╔══

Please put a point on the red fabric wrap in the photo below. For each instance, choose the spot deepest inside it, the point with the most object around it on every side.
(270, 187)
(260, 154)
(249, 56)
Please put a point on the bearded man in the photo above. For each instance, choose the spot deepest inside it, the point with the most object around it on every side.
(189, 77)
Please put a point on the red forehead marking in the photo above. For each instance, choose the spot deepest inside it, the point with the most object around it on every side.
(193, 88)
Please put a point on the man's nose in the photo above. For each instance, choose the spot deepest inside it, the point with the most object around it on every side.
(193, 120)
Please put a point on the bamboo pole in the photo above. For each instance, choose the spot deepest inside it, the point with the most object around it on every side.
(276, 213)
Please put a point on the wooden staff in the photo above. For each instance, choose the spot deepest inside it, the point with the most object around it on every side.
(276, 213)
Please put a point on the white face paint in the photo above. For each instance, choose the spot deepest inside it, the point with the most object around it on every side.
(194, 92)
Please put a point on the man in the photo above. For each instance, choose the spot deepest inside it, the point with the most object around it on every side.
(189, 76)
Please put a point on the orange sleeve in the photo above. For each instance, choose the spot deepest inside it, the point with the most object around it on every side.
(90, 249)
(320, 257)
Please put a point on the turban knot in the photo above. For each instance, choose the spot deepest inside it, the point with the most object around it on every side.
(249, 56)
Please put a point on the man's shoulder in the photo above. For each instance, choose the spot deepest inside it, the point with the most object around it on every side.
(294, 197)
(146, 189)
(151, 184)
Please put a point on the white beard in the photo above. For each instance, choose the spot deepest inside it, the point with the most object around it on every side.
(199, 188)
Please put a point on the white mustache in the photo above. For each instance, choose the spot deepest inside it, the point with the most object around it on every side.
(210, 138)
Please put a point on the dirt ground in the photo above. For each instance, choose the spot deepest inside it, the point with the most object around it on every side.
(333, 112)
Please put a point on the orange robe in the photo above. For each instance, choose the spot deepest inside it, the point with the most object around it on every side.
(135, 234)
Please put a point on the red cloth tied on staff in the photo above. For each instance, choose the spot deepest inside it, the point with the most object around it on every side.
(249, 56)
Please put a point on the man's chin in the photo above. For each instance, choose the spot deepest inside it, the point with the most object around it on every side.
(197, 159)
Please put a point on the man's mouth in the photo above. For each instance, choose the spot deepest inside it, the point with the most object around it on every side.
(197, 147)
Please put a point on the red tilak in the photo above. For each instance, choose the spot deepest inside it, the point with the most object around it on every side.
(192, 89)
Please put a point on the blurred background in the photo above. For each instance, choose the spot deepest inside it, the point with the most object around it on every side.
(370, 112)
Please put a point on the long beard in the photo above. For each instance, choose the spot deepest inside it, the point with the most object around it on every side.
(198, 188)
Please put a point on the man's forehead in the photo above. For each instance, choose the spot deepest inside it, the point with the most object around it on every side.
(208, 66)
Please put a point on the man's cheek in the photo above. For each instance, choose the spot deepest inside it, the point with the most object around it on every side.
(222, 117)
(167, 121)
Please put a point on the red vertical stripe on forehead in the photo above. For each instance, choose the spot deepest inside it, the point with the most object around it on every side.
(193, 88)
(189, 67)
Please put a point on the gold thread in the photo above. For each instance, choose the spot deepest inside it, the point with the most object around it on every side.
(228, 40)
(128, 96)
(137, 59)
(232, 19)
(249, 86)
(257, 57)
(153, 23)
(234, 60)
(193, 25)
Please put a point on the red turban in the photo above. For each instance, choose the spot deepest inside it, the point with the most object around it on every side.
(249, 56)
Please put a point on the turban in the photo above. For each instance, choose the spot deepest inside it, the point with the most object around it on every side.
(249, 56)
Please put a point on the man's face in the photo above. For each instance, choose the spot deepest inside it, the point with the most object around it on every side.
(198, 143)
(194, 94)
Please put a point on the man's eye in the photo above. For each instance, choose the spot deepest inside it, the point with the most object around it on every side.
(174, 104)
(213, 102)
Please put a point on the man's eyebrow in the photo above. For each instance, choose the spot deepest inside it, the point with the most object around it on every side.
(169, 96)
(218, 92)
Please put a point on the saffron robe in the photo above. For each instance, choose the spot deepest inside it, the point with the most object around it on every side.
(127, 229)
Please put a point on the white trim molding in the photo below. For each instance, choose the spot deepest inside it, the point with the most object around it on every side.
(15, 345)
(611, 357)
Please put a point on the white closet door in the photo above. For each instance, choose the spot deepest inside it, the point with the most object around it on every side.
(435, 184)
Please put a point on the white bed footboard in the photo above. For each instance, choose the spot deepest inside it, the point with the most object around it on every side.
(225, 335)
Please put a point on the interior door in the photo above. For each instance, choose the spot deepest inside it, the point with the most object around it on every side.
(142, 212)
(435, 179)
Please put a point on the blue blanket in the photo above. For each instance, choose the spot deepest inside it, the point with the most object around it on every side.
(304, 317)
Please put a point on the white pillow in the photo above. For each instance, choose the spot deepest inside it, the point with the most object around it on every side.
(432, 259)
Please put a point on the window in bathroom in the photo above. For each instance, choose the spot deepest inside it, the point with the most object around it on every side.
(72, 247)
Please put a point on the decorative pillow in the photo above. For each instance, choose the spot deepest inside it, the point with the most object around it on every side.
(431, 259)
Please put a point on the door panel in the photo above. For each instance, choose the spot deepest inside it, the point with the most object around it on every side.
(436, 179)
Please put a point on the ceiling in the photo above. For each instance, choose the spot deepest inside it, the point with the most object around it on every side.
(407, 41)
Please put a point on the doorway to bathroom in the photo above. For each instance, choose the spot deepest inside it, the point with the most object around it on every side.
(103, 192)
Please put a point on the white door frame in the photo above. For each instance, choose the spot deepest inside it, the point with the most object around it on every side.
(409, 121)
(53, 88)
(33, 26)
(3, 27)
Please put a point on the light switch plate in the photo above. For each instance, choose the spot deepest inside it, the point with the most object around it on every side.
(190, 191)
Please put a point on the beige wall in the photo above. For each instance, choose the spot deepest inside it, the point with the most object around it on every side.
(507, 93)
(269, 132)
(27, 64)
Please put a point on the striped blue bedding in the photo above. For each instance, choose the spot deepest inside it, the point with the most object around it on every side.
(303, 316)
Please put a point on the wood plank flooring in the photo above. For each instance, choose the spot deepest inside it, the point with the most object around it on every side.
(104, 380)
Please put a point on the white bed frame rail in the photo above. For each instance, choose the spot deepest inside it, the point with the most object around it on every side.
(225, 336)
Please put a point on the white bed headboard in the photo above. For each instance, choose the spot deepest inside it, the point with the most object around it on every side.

╚══

GOAL: Please output the complete data exactly.

TASK RESPONSE:
Please put a point on the red fabric wrap in the photo below. For each instance, choose the spot deepest inside it, the point with the most object around it on every side.
(270, 187)
(260, 154)
(249, 56)
Please put a point on the bearded man in the photo above. For each instance, choose the spot deepest inside it, the point with the most object around it on every side.
(189, 77)
Please put a point on the red forehead marking in the photo above. For each instance, choose the spot deepest inside it, the point with the most object around it on every side.
(193, 88)
Please put a point on the man's nose in the photo above. For each instance, choose the spot deepest inside it, the point with the most object around it on every side.
(193, 120)
Please put a point on the bamboo pole in the photo above. For each instance, choose the spot deepest inside it, the point with the most object around it on every side.
(276, 213)
Please put a point on the wooden staff in the photo above. For each instance, choose the spot deepest inside it, the point with the most object around it on every side.
(276, 213)
Please put a point on the white face paint in the photo above. For each instance, choose the spot deepest inside it, the point with the most object around it on every side.
(194, 92)
Please put a point on the man in the photo above. For each instance, choose the spot deepest inside it, the point with the most object around it on every side.
(189, 76)
Please put a point on the orange sleeve in the photo above. For each instance, choose the spot deepest inside it, the point with the most object around it on every side.
(90, 249)
(320, 257)
Please put a point on the turban knot in the photo above. For each instance, choose the spot deepest inside it, the point with the most object around it on every side.
(249, 56)
Please put a point on the man's shoulder in the photo above. For each instance, choose the spot deepest inside it, the point with the most object around it on every side.
(294, 197)
(146, 189)
(151, 184)
Please put a point on the white beard in the photo above. For each instance, choose the spot deepest inside it, the point with the most object around it on every side.
(199, 188)
Please put a point on the white mustache in the photo above. For each instance, choose the spot deepest inside it, the point with the most object around it on every side.
(210, 138)
Please put a point on the dirt ground in the photo above. For each instance, choose the spot deepest inside it, the point with the most object around it on every side.
(333, 112)
Please put a point on the orange robe in the photo above. For each instance, choose the spot deepest inside it, the point with the most object around it on every side.
(135, 234)
Please put a point on the red cloth tied on staff in the photo above. For each instance, choose the spot deepest inside it, the point with the most object around it on every side.
(249, 56)
Please put a point on the man's chin in the photo above. For each instance, choose the spot deepest inside it, the point with the most object around it on every side.
(197, 159)
Please put a point on the man's mouth in the photo above. For each instance, choose the spot deepest inside it, the point with the most object around it on every side.
(197, 147)
Please put a point on the red tilak in the photo above. For each instance, choose the spot deepest inside it, the point with the most object around it on every side.
(192, 89)
Please put a point on the blurred background in the photo above. For each instance, choose the spot deepest inside it, the point with the most object around it on every side.
(370, 112)
Please put a point on the long beard in the photo above. For each instance, choose the spot deepest inside it, the point with the most object around it on every side.
(198, 188)
Please put a point on the man's forehead in the photo above. For each instance, choose the spot deepest inside it, the point with the most object around it on every side.
(208, 66)
Please put a point on the man's cheek in the photo above. For each instance, choose the spot deepest inside it, the point with the most object around it on every side.
(222, 117)
(167, 121)
Please put a point on the red vertical stripe on forehead in the photo above. For each instance, choose the spot deepest inside it, the point with the most object around it on every side.
(193, 88)
(189, 67)
Please put a point on the gold thread in the photo above. For each instance, choose the spot deepest inside it, the point with the most object around it on every side.
(228, 40)
(128, 96)
(137, 59)
(232, 19)
(249, 86)
(257, 57)
(153, 23)
(234, 60)
(193, 25)
Please put a point on the red turban in the photo above. For each instance, choose the spot deepest inside it, the point with the most object around it on every side.
(249, 56)
Please put a point on the turban in the photo above. For each instance, choose the spot deepest inside it, the point with the most object around it on every side.
(249, 56)
Please put a point on the man's face in the photo above. For each instance, choose the spot deepest inside it, the point with the most object around it on every side.
(198, 143)
(194, 94)
Please put a point on the man's eye in the photo above. For each instance, choose the spot deepest inside it, the point with the most object around it on every side.
(174, 104)
(213, 102)
Please put a point on the man's eyebrow in the photo above. For each instance, choose the spot deepest inside it, the point with the most object around it on every side.
(169, 96)
(218, 92)
Please put a point on the saffron robe in the photo above. For each instance, choose the spot deepest inside it, the point with the most object around it on every side.
(127, 229)
Please put a point on the white trim molding in the photo below. For each instance, choose the spot deepest inside it, the point with the most object around it on every side.
(15, 345)
(611, 357)
Please put a point on the white closet door in the photo above. For each instance, choose the spot deepest inside it, the point with the most object around it on every side.
(435, 184)
Please put a point on the white bed footboard in the photo above. For each instance, choose the spot deepest inside it, the point with the most object around it on every side.
(225, 335)
Please put a point on the interior door in the photo above. For each instance, choose the spot deepest inside it, the point with the most object around it on every side.
(142, 212)
(435, 179)
Please put a point on the blue blanket in the photo above. For each instance, choose the spot deepest inside it, the point with the most object around it on every side.
(304, 317)
Please put a point on the white pillow in the photo above. For each instance, choose the spot deepest inside it, the point with the most object around it on every side.
(432, 259)
Please put a point on the window in bathroom in the photo above. For each instance, choose the spot deepest inside it, the point with the most object around it on every side.
(72, 247)
Please put a point on the decorative pillow in the photo above. For each instance, choose the spot deepest inside it, the point with the most object around it on every side.
(431, 259)
Please put a point on the door panel in the photo above. For each instance, choose the spot deepest inside it, the point with the most object around it on every side.
(436, 179)
Please put a point on the ceiling in the photo above. For each instance, choose the spot deepest inside it, the point with the most object around it on every side.
(407, 41)
Please put a point on the doorway to bathroom in the photo above. For each instance, choose the spot deepest inside it, the point with the most object around it on every side.
(103, 192)
Please put a point on the white door frame in the photo above. For each instance, choose the spot deepest inside it, the point with the most object around it on every side.
(409, 121)
(53, 88)
(33, 26)
(3, 27)
Please put a point on the light switch plate in the photo above. For each instance, choose the spot deepest inside it, the point with the most object around it on every side.
(190, 191)
Please put a point on the beige wall in the photo above. For each instance, choose the spot deepest inside it, the point with the most object around it on every side.
(507, 93)
(269, 132)
(27, 64)
Please put a point on the striped blue bedding in the photo above. For each instance, choose the spot deepest inside it, the point with the most object around it on every side.
(303, 316)
Please put a point on the wood plank flooring in the photo above. For each instance, choose the spot deepest inside it, the point with the most object around it on every side.
(104, 380)
Please put a point on the white bed frame rail in the photo above. For each instance, choose the spot deepest inside it, the point with the most object around it on every side.
(225, 336)
Please put a point on the white bed headboard in the photo above. For each instance, choose the spot deepest inside it, the point with the most object around it on every side.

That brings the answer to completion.